▶ **Supplied passage**
..........

IBM has inked a deal with UNC Health Care System in Chapel Hill, N.C., to power its private HIE (health information exchange) and partnered with application developer Emdeon to collaborate on a patient-centric clinical information exchange.
The IT giant made the announcements at the HIMSS11 (Health Information Management and Systems Society 2011) conference in Orlando, Fla., on Feb. 21.
UNC Health Care is a nonprofit health system owned by the state of North Carolina and affiliated with the University of North Carolina-Chapel Hill School of Medicine.
The HIE with UNC will allow physician practices to connect and share EHRs (electronic health records) for patients they refer into the system, according to Sean Cassidy, IBM’s director of health care products, information management.
Providers can also access lab results and radiology reports while tracking patients as they’re treated throughout the UNC hospital system and outlying clinics. Plus, doctors can keep track of patients’ medication, exams and test result histories.
“Our vision is an integrated health care system that allows medical information to follow patients,” J.P. Kichak, chief information officer for UNC Health Care, said in a statement. “More importantly, we’re building a health information exchange based on a national standard to help ensure when one of our patients goes outside of our system for any reason, their records can be accessed by other hospitals in keeping with the hope of one day contributing to a nationwide system of connected care.”
With IBM’s large presence in North Carolina, the company has a long-standing partnership with UNC Health Care, Cassidy wrote in an e-mail to eWEEK. “UNC Health Care has also deployed a number of other IBM technologies, such as analytics and data warehousing software and IBM hardware systems,” he said. “When UNC Health Care began to think about their HIE strategy, IBM was a logical partner for them to engage.”
Unlike HIEs in other areas of the United States, the project with UNC Health Care will not be statewide, Cassidy noted. (Hewlett-Packard recently announced a statewide HIE in Texas, and government IT intelligence provider Harris is building a similar statewide exchange in Florida.)
UNC’s information exchange will reach seven hospitals as well as dozens of clinics and doctor’s offices throughout North Carolina, IBM reports.
The IBM Health Integration Framework, comprising Initiate Exchange, Initiate Patient and Initiate Provider, will power UNC’s HIE.
With the Initiate Exchange software, users at UNC can exchange clinical transactions such as referrals, orders and results, Cassidy said. Initiate Patient MPI (master person index) will allow physicians to track patients’ identities on multiple EHR platforms, and Initiate Provider offers identity and management services.
The Initiate platform also includes an XDS (Cross-Enterprise Document Sharing) registry and XDS repositories for UNC HIE users to store, request and retrieve clinical documents, Cassidy added.
In another announcement at HIMSS11, Big Blue entered into a five-year software licensing deal with revenue and payment management software vendor Emdeon, which will use Initiate to retrieve patient records in its information exchange network. Emdeon is one of the largest health information networks in the country, the company reports.
With the Initiate software built in, Emdeon will allow users to call up patients’ medical history in a single view.
“This data can give health care providers important information about their patients at the point of care,” George Lazenby, Emdeon’s CEO, said in a statement. “IBM Initiate Patient gives us the ability to produce a portable, powerful and accurate health care record within our existing nationwide network to enable the health care industry to leap forward in its pursuit of patient-centric health care.”
Emdeon will use Initiate in a multiphased process. In the first phase, the two companies will allow doctors to reconcile medication records, view medical histories and access data for e-prescribing.

..........

[Pointing data for referring expressions]

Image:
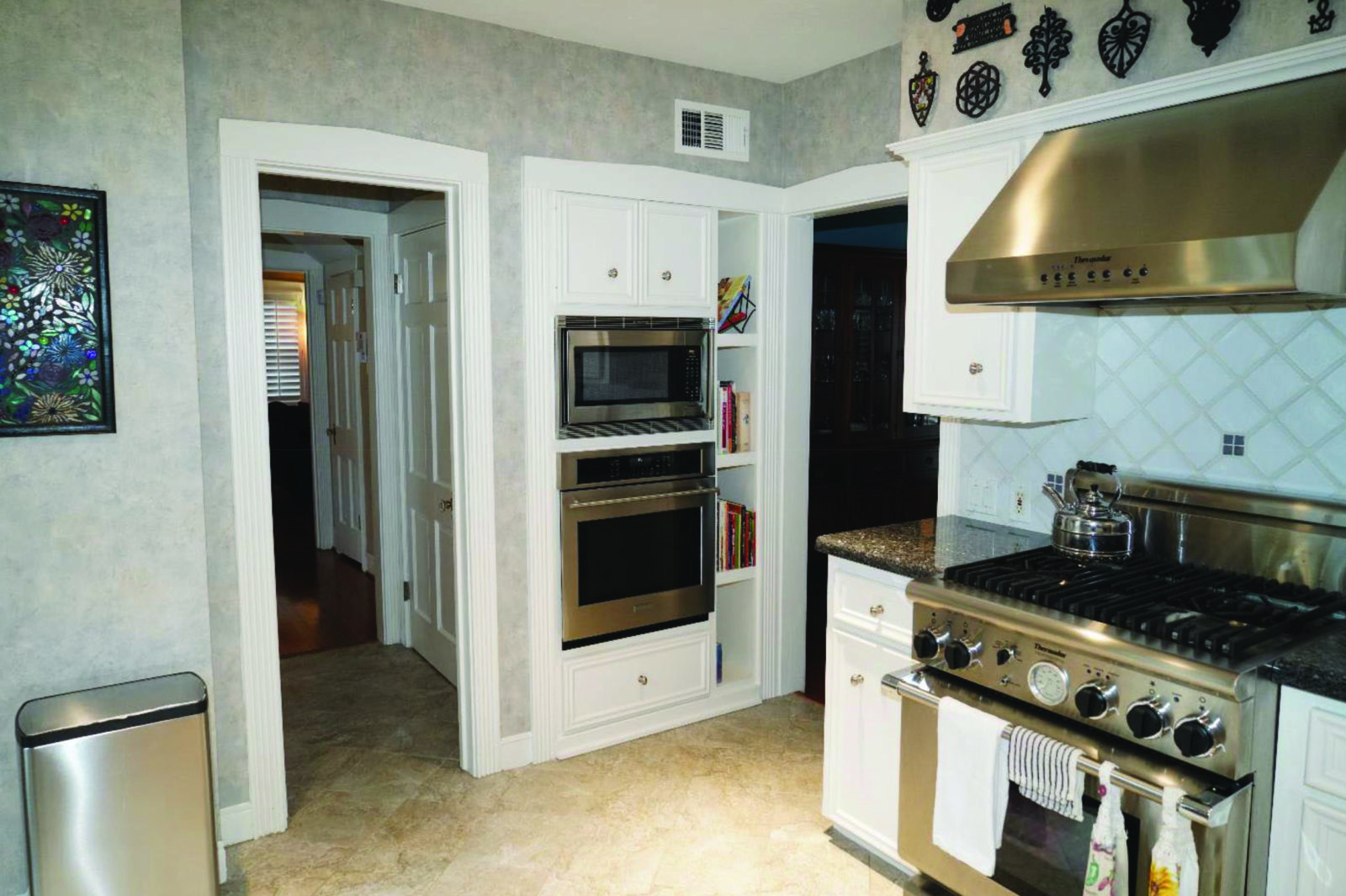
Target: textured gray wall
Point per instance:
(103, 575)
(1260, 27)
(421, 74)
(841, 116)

..........

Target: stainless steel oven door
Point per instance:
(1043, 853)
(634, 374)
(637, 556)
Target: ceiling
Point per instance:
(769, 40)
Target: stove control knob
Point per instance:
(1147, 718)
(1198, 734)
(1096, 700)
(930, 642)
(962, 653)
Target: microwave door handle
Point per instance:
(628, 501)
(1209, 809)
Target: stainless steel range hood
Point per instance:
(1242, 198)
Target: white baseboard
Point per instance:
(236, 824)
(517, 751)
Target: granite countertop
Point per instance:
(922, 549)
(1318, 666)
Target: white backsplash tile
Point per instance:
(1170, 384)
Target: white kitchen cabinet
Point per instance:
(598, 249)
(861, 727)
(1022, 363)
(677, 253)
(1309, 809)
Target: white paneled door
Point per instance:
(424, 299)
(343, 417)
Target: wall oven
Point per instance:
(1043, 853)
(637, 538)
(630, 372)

..........

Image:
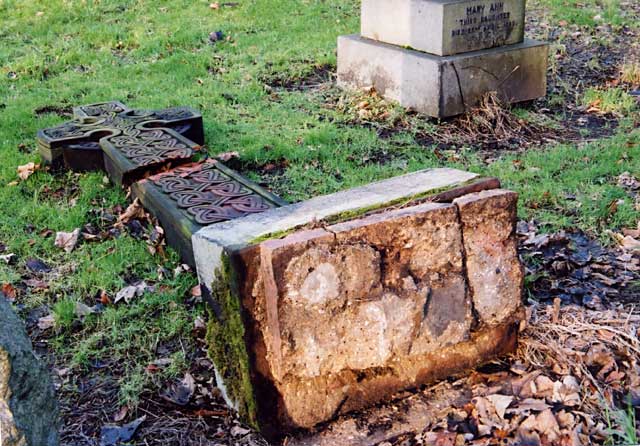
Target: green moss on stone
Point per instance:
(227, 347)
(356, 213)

..........

▶ **Work instructions**
[1] Answer these questions from the IBM health exchange article.
(a) In which city was the HIMSS11 conference held?
(b) How many hospitals will UNC's information exchange reach?
(c) How long does the software licensing deal between IBM and Emdeon run?
[2] Replace "point of care" with "point of service" in the IBM health exchange article, and write out the text between "With the Initiate software" and "data for e-prescribing.", inclusive.
[3] Name every component of the IBM Health Integration Framework listed in the IBM health exchange article.
The entries are separate material and have no connection to the article.

▶ **Answers for each item**
[1]
(a) Orlando, Fla.
(b) Seven
(c) Five years

[2]
With the Initiate software built in, Emdeon will allow users to call up patients’ medical history in a single view.
“This data can give health care providers important information about their patients at the point of service,” George Lazenby, Emdeon’s CEO, said in a statement. “IBM Initiate Patient gives us the ability to produce a portable, powerful and accurate health care record within our existing nationwide network to enable the health care industry to leap forward in its pursuit of patient-centric health care.”
Emdeon will use Initiate in a multiphased process. In the first phase, the two companies will allow doctors to reconcile medication records, view medical histories and access data for e-prescribing.

[3] Initiate Exchange, Initiate Patient, Initiate Provider